- [Provided passage]
━━━━━━━━

Member of the Hawaii House of Representatives from the 37th district
- In office November 3, 2004 – January 3, 2023
- Preceded by: Guy Ontai
- Succeeded by: Trish La Chica

Personal details
- Born: October 24, 1969 (age 56) Honolulu, Hawaii, U.S.
- Party: Democratic
- Alma mater: University of Hawaiʻi

= Ryan Yamane =

American politician

Ryan Ichiro Yamane (born October 24, 1969) is an American politician and a Democratic member of the Hawaii House of Representatives from November 2004 to January 2023 representing District 37. He is the son of former representative Brian Yamane.

Yamane was reelected to a two-year term in the 2022 Hawaiʻi House of Representatives election, but resigned on January 3, 2023 to accept an appointment in Governor Josh Green's cabinet. Gov. Green appointed Trish La Chica to the District 37 seat on February 15, 2023.

Yamane served as director of the Hawaii Department of Human Services until May 19, 2026, when he announced his retirement from the department effective immediately. His departure came days after he had been subpoenaed to testify in a state bribery investigation. The office of Governor Josh Green did not provide a reason for Yamane's departure.

==Education==
Yamane earned his Bachelor of Arts in psychology, his MSW, and his Master of Business Administration from the University of Hawaiʻi.

==Elections==
- 2002 Yamane attempted to challenge incumbent Republican Representative Guy Ontai for the District 35 seat, but lost the four-way September 21, 2002 Democratic Primary.
- 2004 Yamane and Representative Ontai were both unopposed for their September 18, 2004 primaries, setting up a rematch; Yamane won the November 2, 2004 General election against Ontai.
- 2008 Yamane was unopposed for both the September 20, 2008 Democratic Primary, winning with 4,036 votes, and the November 4, 2008 General election.

━━━━━━━━

- [Activities]
- a) Return the part of the Ryan Yamane article starting with "- 2004 Yamane" and going on through "2008 General election.", copied word for word.
- b) According to the Ryan Yamane article, on what date did Governor Josh Green appoint Trish La Chica to the District 37 seat?
The entries after this point are separate material, unrelated to the Ryan Yamane article.

- [The data]
━━━━━━━━

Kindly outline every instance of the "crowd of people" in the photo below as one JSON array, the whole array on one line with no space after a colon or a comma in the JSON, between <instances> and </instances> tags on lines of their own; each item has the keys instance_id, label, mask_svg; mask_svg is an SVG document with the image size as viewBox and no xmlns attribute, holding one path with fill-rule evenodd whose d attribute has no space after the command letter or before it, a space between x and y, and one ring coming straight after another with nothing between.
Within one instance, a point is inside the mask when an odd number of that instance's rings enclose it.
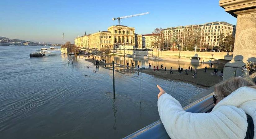
<instances>
[{"instance_id":1,"label":"crowd of people","mask_svg":"<svg viewBox=\"0 0 256 139\"><path fill-rule=\"evenodd\" d=\"M213 66L213 64L212 63L211 63L210 66L211 68ZM149 69L151 69L151 65L150 65L150 63L149 64ZM155 66L154 66L153 67L153 70L154 71L159 71L159 68L158 66L156 66L156 67ZM160 69L163 69L164 70L164 66L163 64L161 64L160 66ZM207 66L205 66L204 67L204 73L206 73L206 71L207 70ZM191 67L190 66L189 66L188 68L186 68L185 69L185 72L184 74L185 75L188 75L188 72L189 71L190 71L190 72L191 73L193 73L193 74L192 75L192 78L196 78L196 75L197 74L196 72L196 69L195 68L195 69L193 69L193 67L192 66ZM165 67L164 69L164 70L165 71L167 71L167 68L166 67ZM180 66L179 66L179 67L178 68L178 72L179 73L179 75L181 75L183 73L183 71L184 70L184 69L183 67L180 67ZM218 75L218 69L217 68L214 68L214 72L213 72L214 74L215 74L216 75ZM193 73L192 72L193 71ZM173 74L173 67L171 67L171 68L170 69L170 74ZM221 70L221 75L222 76L223 75L223 70Z\"/></svg>"}]
</instances>

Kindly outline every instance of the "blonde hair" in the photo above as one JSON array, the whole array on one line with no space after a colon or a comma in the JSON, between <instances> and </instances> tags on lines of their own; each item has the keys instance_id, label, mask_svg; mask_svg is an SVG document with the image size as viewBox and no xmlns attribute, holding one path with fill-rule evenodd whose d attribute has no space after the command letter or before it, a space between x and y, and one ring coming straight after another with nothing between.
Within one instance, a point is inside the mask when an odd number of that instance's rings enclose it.
<instances>
[{"instance_id":1,"label":"blonde hair","mask_svg":"<svg viewBox=\"0 0 256 139\"><path fill-rule=\"evenodd\" d=\"M216 85L214 91L218 99L220 101L236 89L243 86L256 89L256 84L251 81L242 77L233 77Z\"/></svg>"}]
</instances>

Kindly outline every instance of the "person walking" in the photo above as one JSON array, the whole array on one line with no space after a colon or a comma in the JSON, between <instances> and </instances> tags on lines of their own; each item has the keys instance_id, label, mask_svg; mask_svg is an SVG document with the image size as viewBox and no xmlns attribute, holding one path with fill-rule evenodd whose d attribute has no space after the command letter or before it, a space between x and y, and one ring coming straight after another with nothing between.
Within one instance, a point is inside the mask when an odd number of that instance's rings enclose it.
<instances>
[{"instance_id":1,"label":"person walking","mask_svg":"<svg viewBox=\"0 0 256 139\"><path fill-rule=\"evenodd\" d=\"M157 87L159 116L170 138L255 138L256 85L253 82L235 77L216 85L213 97L215 105L207 113L185 111L177 99Z\"/></svg>"},{"instance_id":2,"label":"person walking","mask_svg":"<svg viewBox=\"0 0 256 139\"><path fill-rule=\"evenodd\" d=\"M170 74L171 74L171 73L172 73L173 74L173 67L171 67L171 69L170 70Z\"/></svg>"}]
</instances>

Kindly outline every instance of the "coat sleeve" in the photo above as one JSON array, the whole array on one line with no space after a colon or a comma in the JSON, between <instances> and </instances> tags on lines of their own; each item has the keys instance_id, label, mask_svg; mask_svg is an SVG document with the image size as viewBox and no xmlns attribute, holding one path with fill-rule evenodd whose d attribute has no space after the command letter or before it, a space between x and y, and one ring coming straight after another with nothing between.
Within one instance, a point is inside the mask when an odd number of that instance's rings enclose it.
<instances>
[{"instance_id":1,"label":"coat sleeve","mask_svg":"<svg viewBox=\"0 0 256 139\"><path fill-rule=\"evenodd\" d=\"M183 110L168 94L157 102L159 115L169 136L174 139L244 139L248 124L242 109L222 106L208 113L193 113Z\"/></svg>"}]
</instances>

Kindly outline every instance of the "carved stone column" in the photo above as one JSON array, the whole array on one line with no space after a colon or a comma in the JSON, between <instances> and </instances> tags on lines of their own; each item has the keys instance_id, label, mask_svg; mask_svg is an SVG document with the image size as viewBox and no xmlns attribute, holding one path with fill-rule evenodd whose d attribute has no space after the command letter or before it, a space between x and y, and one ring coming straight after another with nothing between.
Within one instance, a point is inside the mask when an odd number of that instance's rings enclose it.
<instances>
[{"instance_id":1,"label":"carved stone column","mask_svg":"<svg viewBox=\"0 0 256 139\"><path fill-rule=\"evenodd\" d=\"M256 0L220 0L219 4L237 19L233 60L224 66L224 80L241 75L242 65L256 61Z\"/></svg>"}]
</instances>

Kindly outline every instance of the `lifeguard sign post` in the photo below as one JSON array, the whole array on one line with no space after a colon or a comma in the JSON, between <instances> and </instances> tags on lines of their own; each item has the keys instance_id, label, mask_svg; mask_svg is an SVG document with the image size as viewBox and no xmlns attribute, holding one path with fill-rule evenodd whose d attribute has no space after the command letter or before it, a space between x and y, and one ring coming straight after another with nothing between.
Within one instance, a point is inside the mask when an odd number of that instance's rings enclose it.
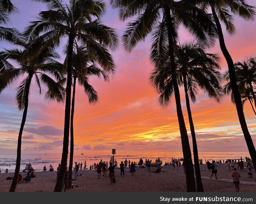
<instances>
[{"instance_id":1,"label":"lifeguard sign post","mask_svg":"<svg viewBox=\"0 0 256 204\"><path fill-rule=\"evenodd\" d=\"M115 164L114 162L115 162L115 156L114 154L116 154L116 149L112 149L112 154L113 154L113 166L114 167Z\"/></svg>"}]
</instances>

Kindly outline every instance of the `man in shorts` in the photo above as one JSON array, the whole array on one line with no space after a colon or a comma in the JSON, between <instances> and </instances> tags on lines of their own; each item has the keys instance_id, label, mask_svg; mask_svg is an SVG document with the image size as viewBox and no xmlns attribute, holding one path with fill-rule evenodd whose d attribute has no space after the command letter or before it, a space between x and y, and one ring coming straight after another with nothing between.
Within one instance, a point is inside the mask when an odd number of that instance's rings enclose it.
<instances>
[{"instance_id":1,"label":"man in shorts","mask_svg":"<svg viewBox=\"0 0 256 204\"><path fill-rule=\"evenodd\" d=\"M236 192L239 192L239 184L240 183L240 178L241 176L240 174L236 171L236 168L234 167L234 171L232 172L231 174L233 177L233 182L235 184L235 187L236 188Z\"/></svg>"}]
</instances>

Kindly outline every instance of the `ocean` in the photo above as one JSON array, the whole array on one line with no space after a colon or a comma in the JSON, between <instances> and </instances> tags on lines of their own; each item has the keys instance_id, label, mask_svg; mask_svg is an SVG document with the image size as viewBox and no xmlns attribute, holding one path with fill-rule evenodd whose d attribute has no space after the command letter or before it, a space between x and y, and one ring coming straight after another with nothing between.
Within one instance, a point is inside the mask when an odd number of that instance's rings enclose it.
<instances>
[{"instance_id":1,"label":"ocean","mask_svg":"<svg viewBox=\"0 0 256 204\"><path fill-rule=\"evenodd\" d=\"M241 157L244 158L246 156L250 157L250 154L248 152L199 152L200 159L203 160L203 163L205 164L205 160L219 160L225 161L228 159L238 159ZM103 161L108 161L109 162L111 156L112 155L94 154L88 155L84 153L84 155L80 154L74 154L73 162L82 162L83 169L84 161L86 161L87 167L89 168L89 165L94 164L94 162L98 163L101 159ZM193 154L192 155L193 156ZM147 159L152 160L152 162L154 162L156 159L159 157L161 160L163 160L164 165L165 162L170 162L172 158L183 158L182 152L132 152L128 154L117 154L114 156L114 159L118 163L121 161L124 161L126 158L127 160L130 160L131 162L138 162L140 158L143 160L144 162ZM46 166L47 170L49 170L49 166L52 165L56 170L59 163L61 160L61 154L22 154L20 171L22 171L25 168L26 164L30 162L33 168L36 171L42 171L44 165ZM68 160L68 166L69 163L69 158ZM4 170L8 169L8 172L14 172L15 169L16 163L16 154L0 154L0 168L2 173L4 172Z\"/></svg>"}]
</instances>

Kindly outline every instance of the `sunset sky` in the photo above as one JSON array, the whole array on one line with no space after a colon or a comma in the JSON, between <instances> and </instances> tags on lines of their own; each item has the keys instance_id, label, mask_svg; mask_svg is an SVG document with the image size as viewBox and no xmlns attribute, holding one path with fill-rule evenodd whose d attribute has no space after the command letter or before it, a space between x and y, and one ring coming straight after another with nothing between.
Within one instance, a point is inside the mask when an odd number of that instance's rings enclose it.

━━━━━━━━

- [Answers for each item]
- a)
- 2004 Yamane and Representative Ontai were both unopposed for their September 18, 2004 primaries, setting up a rematch; Yamane won the November 2, 2004 General election against Ontai.
- 2008 Yamane was unopposed for both the September 20, 2008 Democratic Primary, winning with 4,036 votes, and the November 4, 2008 General election.

- b) February 15, 2023